• Passage for review:
━━━━━━
Abstract:This paper reports on an audit study of generative AI systems (ChatGPT, Bing Chat, and Perplexity) which investigates how these new search engines construct responses and establish authority for topics of public importance. We collected system responses using a set of 48 authentic queries for 4 topics over a 7-day period and analyzed the data using sentiment analysis, inductive coding and source classification. Results provide an overview of the nature of system responses across these systems and provide evidence of sentiment bias based on the queries and topics, and commercial and geographic bias in sources. The quality of sources used to support claims is uneven, relying heavily on News and Media, Business and Digital Media websites. Implications for system users emphasize the need to critically examine Generative AI system outputs when making decisions related to public interest and personal well-being.
What problem does this paper attempt to address?
The main problem that this paper attempts to solve is to evaluate how generative artificial intelligence (GenAI) search engines construct responses and establish authority when dealing with topics of public importance. Specifically, the research focuses on the following two core questions:
1. **Are generative AI responses influenced by the sentiment of the query and the topic?** (RQ1)
- The research explores whether the responses of these systems are influenced by the sentiment of the query by analyzing the responses of generative AI systems to queries with different sentiment tendencies. For example, for queries with positive sentiment, whether the system will generate more positive responses, and for queries with negative sentiment, whether the system will generate more negative responses.
2. **How do generative AI search engines establish authority in their responses?** (RQ2)
- The research explores how these systems establish authority in the minds of users by analyzing the citation sources, language styles, and rhetorical techniques in the responses of generative AI systems. For example, whether the system enhances the credibility of its responses by citing high - quality sources, using professional language, or adopting specific rhetorical strategies.
### Research Methods
To answer the above questions, the research adopts the method of algorithmic auditing. The specific steps include:
- **Selecting Systems**: Three freely publicly available generative AI systems were selected: ChatGPT (based on GPT - 3.5), Bing Chat (based on GPT - 4), and Perplexity.
- **Selecting Topics and Queries**: Four topics representing current global issues were selected: climate change, vaccination, alternative energy, and media trust. For each topic, 12 actual queries with sentiment variability were collected.
━━━━━━
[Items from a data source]
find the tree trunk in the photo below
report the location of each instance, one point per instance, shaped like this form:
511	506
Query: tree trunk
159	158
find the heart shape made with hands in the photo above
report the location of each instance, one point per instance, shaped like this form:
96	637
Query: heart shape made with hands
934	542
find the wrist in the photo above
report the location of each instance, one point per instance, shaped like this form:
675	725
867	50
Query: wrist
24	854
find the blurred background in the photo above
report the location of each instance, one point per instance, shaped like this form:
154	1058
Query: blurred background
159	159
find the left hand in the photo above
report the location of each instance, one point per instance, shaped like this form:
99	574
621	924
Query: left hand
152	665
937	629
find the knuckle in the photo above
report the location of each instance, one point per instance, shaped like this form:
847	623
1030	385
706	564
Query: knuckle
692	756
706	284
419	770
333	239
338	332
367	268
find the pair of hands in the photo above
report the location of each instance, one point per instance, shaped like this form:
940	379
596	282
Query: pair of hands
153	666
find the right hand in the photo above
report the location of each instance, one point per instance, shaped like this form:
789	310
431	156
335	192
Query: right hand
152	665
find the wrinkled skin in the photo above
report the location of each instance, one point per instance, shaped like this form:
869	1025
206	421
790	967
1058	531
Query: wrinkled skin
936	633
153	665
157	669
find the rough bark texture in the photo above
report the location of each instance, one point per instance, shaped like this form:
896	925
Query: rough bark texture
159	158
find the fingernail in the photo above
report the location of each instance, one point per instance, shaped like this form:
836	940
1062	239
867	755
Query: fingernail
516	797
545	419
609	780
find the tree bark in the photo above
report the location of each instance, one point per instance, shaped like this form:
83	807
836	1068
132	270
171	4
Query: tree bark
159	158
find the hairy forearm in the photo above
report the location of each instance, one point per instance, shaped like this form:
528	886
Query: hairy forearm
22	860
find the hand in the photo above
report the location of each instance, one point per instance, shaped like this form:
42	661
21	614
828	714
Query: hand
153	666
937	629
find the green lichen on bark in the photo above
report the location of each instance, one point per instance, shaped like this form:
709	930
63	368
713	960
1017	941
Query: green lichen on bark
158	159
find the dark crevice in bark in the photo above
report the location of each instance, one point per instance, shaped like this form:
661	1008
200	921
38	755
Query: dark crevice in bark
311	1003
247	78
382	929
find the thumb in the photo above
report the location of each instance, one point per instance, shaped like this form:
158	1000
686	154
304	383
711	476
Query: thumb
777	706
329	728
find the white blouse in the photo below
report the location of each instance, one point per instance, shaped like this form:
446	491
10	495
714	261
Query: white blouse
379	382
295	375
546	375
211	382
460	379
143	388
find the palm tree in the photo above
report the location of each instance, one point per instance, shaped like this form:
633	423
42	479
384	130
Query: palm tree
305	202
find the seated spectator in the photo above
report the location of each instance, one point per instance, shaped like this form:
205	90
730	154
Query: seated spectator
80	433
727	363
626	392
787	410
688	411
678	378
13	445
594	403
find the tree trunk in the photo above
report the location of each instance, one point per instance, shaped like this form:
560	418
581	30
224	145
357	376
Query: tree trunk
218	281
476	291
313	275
━━━━━━
• Work instructions:
a) Decide whether each statement agrees with the text on auditing generative AI search engines: (i) the system responses were collected over a seven-day period; (ii) Bing Chat in the study is based on GPT-3.5; (iii) twelve queries were collected for each topic. For each one, answer yes or no and quote the deciding words of the text.
b) In the text on auditing generative AI search engines, which four topics were selected?
c) Carry on the text on auditing generative AI search engines from the point where it stops.

• Results of the exercise:
a)
(i) Yes: "over a 7-day period"
(ii) No: "Bing Chat (based on GPT - 4)"
(iii) Yes: "For each topic, 12 actual queries with sentiment variability were collected."

b) Climate change, vaccination, alternative energy, and media trust.

c)
- **Data Collection**: During a week in June 2023, 48 queries (12 queries for each topic) were submitted daily to these three systems, and the responses and the cited sources were recorded.
- **Data Analysis**: In the first stage, automated analysis was carried out using Python to calculate the sentiment polarity scores of the queries and responses and the response lengths. In the second stage, manual analysis was carried out on the responses of Bing Chat and Perplexity to evaluate their readability, rhetorical features, number of citations, and source types.
### Main Findings
- **Sentiment Bias**: The research found a moderately positive correlation (Pearson correlation coefficient of 0.46) between the sentiment polarity of the query and the sentiment polarity of the generative AI system's response. All three systems (ChatGPT, Bing Chat, and Perplexity) exhibited similar sentiment biases.
- **Sentiment Biases of Systems and Topics**: There were significant differences in the sentiment polarity of responses between different systems and topics. The sentiment polarity of Perplexity's responses was significantly lower than that of ChatGPT and Bing Chat. The sentiment polarity of responses on the topics of climate change and media trust was significantly lower than that of vaccination and alternative energy topics.
- **Establishing Authority**: Bing Chat tended to respond in the first person, while Perplexity more often used the third person and passive voice, emphasizing the content of the search results as an authoritative source. Most responses supported the explicit or implicit claims in the query, but when faced with counter - factual queries, the systems adopted different opposition strategies.
### Conclusion
This research reveals the potential sentiment biases and authority - establishing mechanisms of generative AI search engines when dealing with topics of public importance. These findings help to raise public awareness of generative AI systems, remind users to maintain a critical thinking when using these systems, and provide directions for improvement for system designers.